◆ **Excerpted records**
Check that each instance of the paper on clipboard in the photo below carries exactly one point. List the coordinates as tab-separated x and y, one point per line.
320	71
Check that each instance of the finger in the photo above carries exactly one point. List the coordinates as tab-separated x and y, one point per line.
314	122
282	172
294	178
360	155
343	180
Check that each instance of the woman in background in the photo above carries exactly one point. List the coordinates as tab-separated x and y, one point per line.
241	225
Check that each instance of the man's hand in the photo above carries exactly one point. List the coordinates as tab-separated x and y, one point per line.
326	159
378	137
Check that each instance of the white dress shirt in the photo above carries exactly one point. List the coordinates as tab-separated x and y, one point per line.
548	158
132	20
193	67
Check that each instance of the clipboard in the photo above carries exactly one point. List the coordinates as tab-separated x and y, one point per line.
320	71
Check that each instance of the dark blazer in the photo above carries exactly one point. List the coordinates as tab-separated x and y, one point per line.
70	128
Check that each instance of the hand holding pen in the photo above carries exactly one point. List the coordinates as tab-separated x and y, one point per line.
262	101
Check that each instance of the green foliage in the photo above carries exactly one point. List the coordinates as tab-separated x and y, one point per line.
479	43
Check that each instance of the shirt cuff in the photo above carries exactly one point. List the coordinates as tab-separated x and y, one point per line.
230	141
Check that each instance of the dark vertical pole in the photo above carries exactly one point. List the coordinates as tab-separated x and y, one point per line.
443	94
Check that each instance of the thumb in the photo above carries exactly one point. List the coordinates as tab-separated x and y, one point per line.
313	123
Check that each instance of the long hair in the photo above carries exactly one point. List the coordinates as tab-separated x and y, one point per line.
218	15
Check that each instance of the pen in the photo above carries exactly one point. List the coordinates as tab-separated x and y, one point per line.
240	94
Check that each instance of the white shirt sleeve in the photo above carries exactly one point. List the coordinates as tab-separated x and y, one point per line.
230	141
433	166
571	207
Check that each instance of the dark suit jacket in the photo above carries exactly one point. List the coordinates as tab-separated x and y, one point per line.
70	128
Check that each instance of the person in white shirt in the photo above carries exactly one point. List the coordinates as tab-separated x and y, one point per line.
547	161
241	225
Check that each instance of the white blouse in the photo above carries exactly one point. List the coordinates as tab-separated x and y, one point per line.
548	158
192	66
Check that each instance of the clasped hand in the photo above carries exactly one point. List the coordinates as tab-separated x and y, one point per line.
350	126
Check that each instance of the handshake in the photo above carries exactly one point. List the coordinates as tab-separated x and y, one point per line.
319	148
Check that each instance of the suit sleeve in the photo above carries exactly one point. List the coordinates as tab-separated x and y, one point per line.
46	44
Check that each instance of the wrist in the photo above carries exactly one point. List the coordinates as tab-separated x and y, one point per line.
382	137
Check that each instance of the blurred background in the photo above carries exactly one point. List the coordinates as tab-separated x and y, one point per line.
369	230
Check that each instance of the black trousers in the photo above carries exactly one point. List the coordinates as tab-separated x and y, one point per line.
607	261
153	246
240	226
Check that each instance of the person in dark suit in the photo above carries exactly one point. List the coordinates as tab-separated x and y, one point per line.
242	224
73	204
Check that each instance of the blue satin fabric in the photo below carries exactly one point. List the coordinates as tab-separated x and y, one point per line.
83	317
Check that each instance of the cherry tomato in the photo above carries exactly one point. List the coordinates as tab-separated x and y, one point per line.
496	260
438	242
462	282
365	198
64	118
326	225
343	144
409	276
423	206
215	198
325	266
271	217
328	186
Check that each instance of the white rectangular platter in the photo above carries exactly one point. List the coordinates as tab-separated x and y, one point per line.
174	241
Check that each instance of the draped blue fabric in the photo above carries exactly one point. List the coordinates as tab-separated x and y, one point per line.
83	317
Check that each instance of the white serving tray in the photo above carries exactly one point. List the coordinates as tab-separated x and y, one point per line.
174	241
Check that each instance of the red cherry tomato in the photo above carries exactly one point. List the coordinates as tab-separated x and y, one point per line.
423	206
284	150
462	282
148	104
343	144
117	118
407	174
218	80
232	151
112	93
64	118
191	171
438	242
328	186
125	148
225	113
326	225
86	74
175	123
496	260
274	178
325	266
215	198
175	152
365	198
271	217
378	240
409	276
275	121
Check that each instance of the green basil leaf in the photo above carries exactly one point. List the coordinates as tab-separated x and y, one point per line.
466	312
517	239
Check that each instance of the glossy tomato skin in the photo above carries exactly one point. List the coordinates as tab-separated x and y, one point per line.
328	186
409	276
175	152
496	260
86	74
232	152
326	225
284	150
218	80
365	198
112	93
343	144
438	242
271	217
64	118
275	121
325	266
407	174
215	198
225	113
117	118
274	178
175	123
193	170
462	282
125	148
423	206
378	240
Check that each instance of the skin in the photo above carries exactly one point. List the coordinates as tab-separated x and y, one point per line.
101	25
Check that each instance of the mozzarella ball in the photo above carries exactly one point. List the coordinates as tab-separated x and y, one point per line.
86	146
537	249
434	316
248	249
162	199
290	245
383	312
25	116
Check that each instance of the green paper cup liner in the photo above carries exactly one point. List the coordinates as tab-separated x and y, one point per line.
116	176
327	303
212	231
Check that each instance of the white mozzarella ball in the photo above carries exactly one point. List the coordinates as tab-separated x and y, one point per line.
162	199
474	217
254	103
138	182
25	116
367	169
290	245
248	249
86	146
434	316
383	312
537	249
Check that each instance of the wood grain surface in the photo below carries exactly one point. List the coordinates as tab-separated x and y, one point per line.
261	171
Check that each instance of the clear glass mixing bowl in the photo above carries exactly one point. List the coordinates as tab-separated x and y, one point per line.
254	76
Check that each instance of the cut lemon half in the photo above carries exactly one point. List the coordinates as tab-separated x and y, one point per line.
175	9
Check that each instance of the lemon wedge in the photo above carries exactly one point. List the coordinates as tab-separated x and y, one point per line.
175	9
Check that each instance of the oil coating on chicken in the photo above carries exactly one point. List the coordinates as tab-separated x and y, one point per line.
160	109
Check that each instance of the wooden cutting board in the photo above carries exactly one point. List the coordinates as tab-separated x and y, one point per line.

◆ **Work to be completed**
Transcribe the whole listing with nothing added or left out.

◆ **Complete answer**
Check that each instance of the paper on clipboard in the photo below carries exactly one point. List the coordinates as tab-separated x and y, one point per line.
320	71
Check that each instance of the finger in the photo above carries exactly one point. List the coordinates as tab-separated x and y, one point per line.
314	122
282	172
294	178
360	155
343	180
Check that each instance of the woman in background in the photo above carries exactly one point. List the coordinates as tab-separated x and y, one point per line.
241	225
Check that each instance of the man's hand in the photo above carries exactly one point. List the coordinates as tab-separated x and y, one point per line.
326	159
378	137
Check that each instance of the white dress shirt in the photo above carries exactly one point. List the coordinates as tab-separated x and y, one point per line.
548	158
132	20
193	67
Check that each instance of the clipboard in the photo above carries exactly one point. List the coordinates as tab-separated x and y, one point per line.
320	71
Check that each instance of the dark blazer in the photo above carries exactly one point. List the coordinates as tab-separated x and y, one point per line.
70	128
Check that each instance of the hand holding pen in the photo above carries exactly one point. List the coordinates as tab-separated x and y, one point per line.
262	101
Check that each instance of the green foliage in the photo above carries exactly one point. List the coordinates as tab-separated x and y, one point per line.
479	43
Check that each instance of the shirt cuff in the photo above carries exactly one point. List the coordinates as tab-separated x and y, one point per line.
230	141
Check that each instance of the dark vertical pole in the photo above carries exactly one point. List the coordinates as tab-separated x and y, one point per line.
443	94
Check that each instance of the thumb in the photo above carries exactly one point. List the coordinates as tab-separated x and y, one point per line.
313	123
Check that each instance of the long hair in the photo above carries exactly one point. List the coordinates as tab-separated x and y, one point per line.
218	15
Check that each instance of the pen in the photo above carries exactly one point. List the coordinates as tab-separated x and y, one point per line.
240	94
Check that each instance of the white shirt sleeve in the photo above carries exactly one point. List the coordinates as tab-separated x and y, one point per line.
230	141
433	166
571	207
Check that each instance of the dark suit jacket in the photo above carries exactly one point. List the coordinates as tab-separated x and y, one point per line.
70	128
Check that each instance of the person in white shirt in the photo above carries exactly one point. List the coordinates as tab-separated x and y, one point per line.
547	161
241	225
Check that each instance of the white blouse in the photo above carries exactly one point. List the coordinates as tab-separated x and y, one point per line.
548	158
192	66
Check that each instance of the clasped hand in the photo above carries exactly one point. List the coordinates as tab-separated x and y, one point per line.
350	126
Check that each instance of the handshake in the photo above carries exactly one point. List the coordinates as tab-separated x and y, one point per line.
319	148
Check that each instance of the suit sleeve in the photo above carries exactly one point. List the coordinates as tab-separated x and y, one point per line.
46	44
Check that each instance of the wrist in the photo above carries exactly one point. List the coordinates as tab-separated x and y, one point per line.
382	137
Check that each instance of the blurred background in the photo above carries exactly one point. List the coordinates as tab-separated x and y, one point per line.
369	230
Check that each instance of the black trousers in the photo above carries exactly one point. List the coordinates as tab-separated x and y, one point per line.
607	261
153	246
240	226
Check that each instance of the person in dark suit in the photo above carries exactly one point. List the coordinates as tab-separated x and y, one point per line.
242	224
73	204
Check that each instance of the blue satin fabric in the photo below carries exactly one point. List the coordinates as tab-separated x and y, one point per line.
83	317
Check that each instance of the cherry tomato in the photo above carries exactly one point. List the coordinates as tab-separated x and y, one point per line.
496	260
438	242
462	282
365	198
64	118
326	225
343	144
409	276
423	206
215	198
325	266
271	217
328	186
Check that each instance of the white rectangular platter in the photo above carries exactly one point. List the coordinates as tab-separated x and y, one point per line.
174	241
Check that each instance of the draped blue fabric in the photo above carries exactly one point. List the coordinates as tab-separated x and y, one point per line.
83	317
Check that each instance of the white serving tray in the photo above carries exactly one point. List the coordinates as tab-separated x and y, one point per line.
174	241
Check that each instance of the red cherry tomato in the photo above carries exactly one point. List the coordinates as tab-separated x and y, one point per line.
423	206
284	150
462	282
148	104
343	144
117	118
407	174
218	80
232	151
112	93
64	118
191	171
438	242
328	186
125	148
225	113
326	225
86	74
175	123
496	260
274	178
325	266
215	198
175	152
365	198
271	217
378	240
409	276
275	121
Check that each instance of the green basil leaf in the photo above carries exactly one point. List the coordinates as tab-separated x and y, one point per line.
466	312
517	239
Check that each instance of the glossy tomato skin in the photo above carries exactly one point. List the coordinates as tab-separated x and y, one point per line.
328	186
409	276
175	152
496	260
86	74
232	152
326	225
284	150
218	80
365	198
112	93
343	144
438	242
271	217
64	118
275	121
325	266
407	174
215	198
225	113
117	118
274	178
175	123
193	170
462	282
125	148
423	206
378	240
Check that each instance of the skin in the photo above carries exactly one point. List the coordinates as tab-separated x and y, one point per line.
101	25
Check that each instance of the mozzarella ball in the photo above carries exactly one point. List the coordinates as tab-separated x and y, one point per line.
86	146
537	249
434	316
248	249
162	199
290	245
383	312
25	116
Check that each instance of the green paper cup liner in the photo above carries exactly one point. List the coordinates as tab-separated x and y, one point per line.
116	176
327	303
212	231
Check that each instance of the white mozzarella ball in the photo above carries exactly one point. List the coordinates as tab-separated x and y, one point per line.
162	199
474	217
254	103
138	182
25	116
367	169
290	245
248	249
86	146
434	316
383	312
537	249
Check that each instance of the wood grain surface in the photo below carries exactly one point. List the coordinates as tab-separated x and y, one point per line.
261	171
Check that each instance of the clear glass mixing bowl in the photo above carries exactly one point. List the coordinates as tab-separated x and y, one point per line.
254	76
Check that each instance of the cut lemon half in the photo above carries exactly one point. List the coordinates as tab-separated x and y, one point per line.
175	9
Check that each instance of the lemon wedge in the photo above carries exactly one point. List the coordinates as tab-separated x and y, one point per line.
175	9
Check that each instance of the oil coating on chicken in the photo above carries exactly one point. List the coordinates as tab-separated x and y, one point per line.
160	109
Check that each instance of the wooden cutting board in the photo above carries exactly one point. List the coordinates as tab-separated x and y, one point per line.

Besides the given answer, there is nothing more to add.